▶ _EXERCISE_:
Format the records from the line containing "Study the drawing below carefully. Where is the white" through the line containing "[102,93,255,163]" as a JSON list of strings, one string per line. Skip blank lines and leave out the picture.

▶ _DATASET_:
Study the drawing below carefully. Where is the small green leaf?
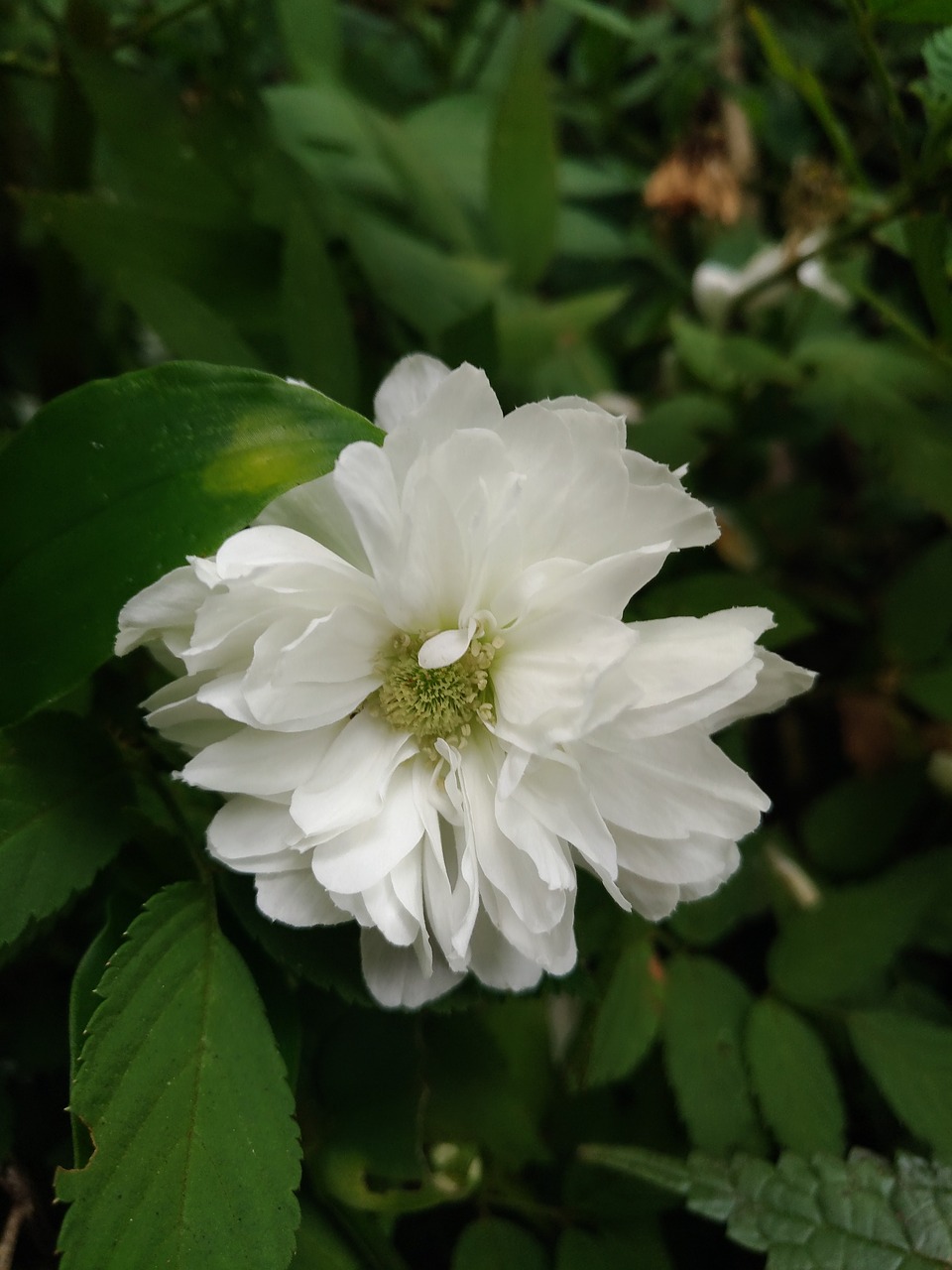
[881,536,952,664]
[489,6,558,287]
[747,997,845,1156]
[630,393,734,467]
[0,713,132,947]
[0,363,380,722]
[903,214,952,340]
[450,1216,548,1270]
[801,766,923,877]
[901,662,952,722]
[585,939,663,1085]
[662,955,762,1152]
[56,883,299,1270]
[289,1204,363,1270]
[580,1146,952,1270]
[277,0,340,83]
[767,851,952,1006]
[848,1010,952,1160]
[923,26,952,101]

==

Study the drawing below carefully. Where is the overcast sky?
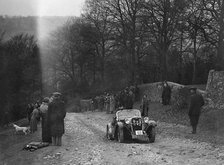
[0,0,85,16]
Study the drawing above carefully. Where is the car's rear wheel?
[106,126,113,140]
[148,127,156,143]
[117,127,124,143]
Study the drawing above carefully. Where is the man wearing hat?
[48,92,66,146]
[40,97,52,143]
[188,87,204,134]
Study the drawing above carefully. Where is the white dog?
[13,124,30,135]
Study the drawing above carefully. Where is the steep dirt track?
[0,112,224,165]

* * *

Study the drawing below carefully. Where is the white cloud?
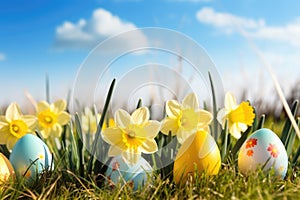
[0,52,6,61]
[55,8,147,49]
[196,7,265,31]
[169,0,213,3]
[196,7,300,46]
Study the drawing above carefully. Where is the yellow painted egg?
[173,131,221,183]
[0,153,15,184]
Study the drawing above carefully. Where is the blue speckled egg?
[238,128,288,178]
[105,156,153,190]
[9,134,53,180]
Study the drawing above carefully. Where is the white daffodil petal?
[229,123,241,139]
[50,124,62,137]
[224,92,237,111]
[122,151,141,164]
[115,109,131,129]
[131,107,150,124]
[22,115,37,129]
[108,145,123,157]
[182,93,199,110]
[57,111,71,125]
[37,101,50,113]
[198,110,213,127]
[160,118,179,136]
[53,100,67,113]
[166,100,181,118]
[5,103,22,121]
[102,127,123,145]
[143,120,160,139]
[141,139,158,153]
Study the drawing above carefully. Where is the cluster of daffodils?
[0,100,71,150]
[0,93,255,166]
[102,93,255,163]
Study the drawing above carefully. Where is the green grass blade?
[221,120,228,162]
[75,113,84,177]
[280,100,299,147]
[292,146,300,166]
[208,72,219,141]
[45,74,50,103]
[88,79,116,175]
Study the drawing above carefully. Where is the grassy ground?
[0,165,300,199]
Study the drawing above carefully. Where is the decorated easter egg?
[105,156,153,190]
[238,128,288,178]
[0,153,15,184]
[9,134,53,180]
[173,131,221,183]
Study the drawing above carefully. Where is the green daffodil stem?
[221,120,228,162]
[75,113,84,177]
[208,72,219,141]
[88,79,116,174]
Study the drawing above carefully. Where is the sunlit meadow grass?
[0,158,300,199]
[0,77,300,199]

▶ _SOLUTION FOR THIS TASK_:
[
  "Study the drawing below carefully. Where is the white cloud?",
  "[0,52,6,61]",
  "[55,8,147,49]",
  "[196,7,265,31]",
  "[169,0,213,3]",
  "[196,7,300,46]",
  "Study the drawing above carefully. Where is the yellow painted egg?",
  "[173,131,221,183]",
  "[0,153,15,184]",
  "Study the drawing above carefully. Where is the blue speckled egg?",
  "[238,128,288,178]",
  "[105,156,153,190]",
  "[9,134,53,180]",
  "Study the drawing above carefully. Where is the white daffodil petal?",
  "[229,123,241,139]",
  "[50,124,62,137]",
  "[224,92,237,111]",
  "[122,151,141,164]",
  "[115,109,131,129]",
  "[131,107,150,124]",
  "[22,115,37,129]",
  "[108,145,123,157]",
  "[182,93,199,110]",
  "[57,111,71,125]",
  "[37,101,50,113]",
  "[198,110,213,127]",
  "[160,118,179,136]",
  "[53,100,67,113]",
  "[166,100,181,118]",
  "[5,103,22,121]",
  "[102,127,123,145]",
  "[143,120,160,139]",
  "[141,139,158,153]",
  "Study the drawing above carefully. Where is the cluster of daffodils?",
  "[0,100,71,150]",
  "[0,93,255,166]",
  "[102,93,255,163]"
]